Work instructions ->
Write out the whole listing below line for line, changing nothing.

Records for this task ->
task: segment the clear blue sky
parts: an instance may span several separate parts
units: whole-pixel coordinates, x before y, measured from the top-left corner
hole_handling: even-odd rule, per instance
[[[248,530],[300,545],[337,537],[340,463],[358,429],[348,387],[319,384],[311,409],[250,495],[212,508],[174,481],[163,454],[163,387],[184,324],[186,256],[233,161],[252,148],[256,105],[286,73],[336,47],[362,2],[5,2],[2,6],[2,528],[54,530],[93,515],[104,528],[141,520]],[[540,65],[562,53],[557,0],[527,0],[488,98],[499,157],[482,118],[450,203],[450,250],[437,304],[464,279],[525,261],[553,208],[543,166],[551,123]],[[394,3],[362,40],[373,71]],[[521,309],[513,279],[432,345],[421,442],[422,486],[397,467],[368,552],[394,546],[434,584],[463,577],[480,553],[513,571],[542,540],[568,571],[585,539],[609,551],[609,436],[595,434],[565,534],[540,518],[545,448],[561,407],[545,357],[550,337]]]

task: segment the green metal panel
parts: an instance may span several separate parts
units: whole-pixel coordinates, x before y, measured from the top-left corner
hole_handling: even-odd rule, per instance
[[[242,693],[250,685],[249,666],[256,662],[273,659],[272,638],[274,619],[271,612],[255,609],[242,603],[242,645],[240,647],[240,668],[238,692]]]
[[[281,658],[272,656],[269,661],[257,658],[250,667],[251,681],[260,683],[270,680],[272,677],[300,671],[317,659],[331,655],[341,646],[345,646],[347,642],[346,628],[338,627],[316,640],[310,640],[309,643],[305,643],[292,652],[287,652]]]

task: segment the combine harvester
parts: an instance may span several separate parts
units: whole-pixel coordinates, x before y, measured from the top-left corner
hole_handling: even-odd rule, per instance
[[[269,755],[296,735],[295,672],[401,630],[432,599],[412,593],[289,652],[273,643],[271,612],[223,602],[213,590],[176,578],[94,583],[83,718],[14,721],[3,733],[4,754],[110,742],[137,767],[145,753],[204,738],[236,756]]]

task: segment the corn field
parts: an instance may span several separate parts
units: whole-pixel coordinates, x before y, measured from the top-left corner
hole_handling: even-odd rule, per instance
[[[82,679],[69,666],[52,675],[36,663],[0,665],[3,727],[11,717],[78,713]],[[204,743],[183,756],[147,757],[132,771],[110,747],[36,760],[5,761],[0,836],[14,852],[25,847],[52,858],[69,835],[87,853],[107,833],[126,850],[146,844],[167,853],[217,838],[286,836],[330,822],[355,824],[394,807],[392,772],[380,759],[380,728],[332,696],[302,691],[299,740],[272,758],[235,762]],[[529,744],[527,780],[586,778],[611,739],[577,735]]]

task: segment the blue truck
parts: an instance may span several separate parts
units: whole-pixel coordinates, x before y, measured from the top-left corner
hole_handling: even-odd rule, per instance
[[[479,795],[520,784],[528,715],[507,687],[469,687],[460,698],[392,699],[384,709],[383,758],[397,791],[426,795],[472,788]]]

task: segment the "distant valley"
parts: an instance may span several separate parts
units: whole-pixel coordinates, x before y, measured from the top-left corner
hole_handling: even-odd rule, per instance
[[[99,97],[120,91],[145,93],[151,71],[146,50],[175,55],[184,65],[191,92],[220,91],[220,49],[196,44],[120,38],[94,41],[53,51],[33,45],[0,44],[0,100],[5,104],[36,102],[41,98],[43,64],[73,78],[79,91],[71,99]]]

Output below ->
task: segment the clear blue sky
parts: an instance may span several separate parts
units: whole-pixel coordinates, x before y, measured from the top-left corner
hole_handling: even-odd rule, per instance
[[[248,530],[300,545],[337,537],[340,463],[358,429],[348,387],[319,384],[311,409],[250,495],[212,508],[174,481],[163,454],[163,387],[184,324],[186,256],[233,161],[252,148],[256,105],[286,73],[336,47],[362,2],[5,2],[2,6],[2,528],[54,530],[93,515],[104,528],[141,520]],[[540,65],[562,53],[557,0],[527,0],[488,98],[499,157],[482,118],[450,203],[450,250],[437,304],[464,279],[525,261],[553,208],[543,166],[551,123]],[[394,3],[362,40],[373,71]],[[521,309],[513,279],[432,345],[421,442],[422,486],[397,467],[368,552],[394,546],[434,584],[463,577],[480,553],[513,571],[542,540],[568,571],[585,539],[609,551],[609,436],[595,434],[565,534],[540,518],[545,448],[561,407],[545,357],[550,337]]]

task: segment the green metal panel
parts: an instance may span several separate parts
units: whole-pixel coordinates, x before y, measured from the top-left corner
hole_handling: even-odd rule, per instance
[[[242,693],[250,685],[249,666],[256,662],[273,659],[272,638],[274,619],[271,612],[255,609],[242,603],[242,645],[240,647],[240,668],[238,692]]]
[[[281,658],[272,656],[269,661],[257,658],[250,667],[251,681],[260,683],[270,680],[272,677],[300,671],[317,659],[331,655],[341,646],[345,646],[347,642],[346,628],[338,627],[316,640],[310,640],[309,643],[305,643],[292,652],[287,652]]]

task: segment the combine harvester
parts: an instance may span several separate parts
units: whole-pixel coordinates, x before y, measured from the top-left corner
hole_handling: even-odd rule, per instance
[[[269,755],[296,735],[295,672],[401,630],[432,599],[412,593],[289,652],[273,643],[271,612],[223,602],[213,590],[176,578],[94,583],[83,718],[14,721],[3,733],[4,754],[110,742],[137,767],[145,753],[204,738],[236,756]]]

task: segment the corn field
parts: an instance may span several separate parts
units: whole-pixel coordinates, x before y, measured from the top-left corner
hole_handling: even-odd rule, per instance
[[[82,679],[69,666],[52,675],[36,663],[0,665],[3,727],[11,717],[78,713]],[[204,743],[183,756],[147,757],[132,771],[110,747],[36,760],[5,761],[0,836],[14,852],[25,847],[52,858],[69,835],[87,853],[107,833],[126,850],[146,844],[167,853],[217,838],[286,836],[330,822],[355,824],[394,807],[392,772],[380,759],[380,728],[332,696],[302,691],[299,740],[272,758],[235,762]],[[529,744],[527,780],[586,778],[611,739],[577,735]]]

task: segment the blue truck
parts: an instance may span several separate parts
units: whole-pixel coordinates, x before y, measured from the top-left corner
hole_handling: even-odd rule, per instance
[[[479,795],[520,784],[528,715],[507,687],[469,687],[460,698],[392,699],[384,709],[383,758],[397,791],[426,795],[472,788]]]

task: segment the "distant valley"
parts: an instance may span several separate parts
units: whole-pixel coordinates, x before y, measured from the top-left corner
hole_handling: even-odd rule, per instance
[[[99,97],[120,91],[145,93],[151,71],[146,50],[175,55],[184,65],[191,92],[220,91],[220,49],[196,44],[120,38],[94,41],[53,51],[33,45],[0,44],[0,100],[5,104],[36,102],[41,98],[43,64],[73,78],[79,91],[71,99]]]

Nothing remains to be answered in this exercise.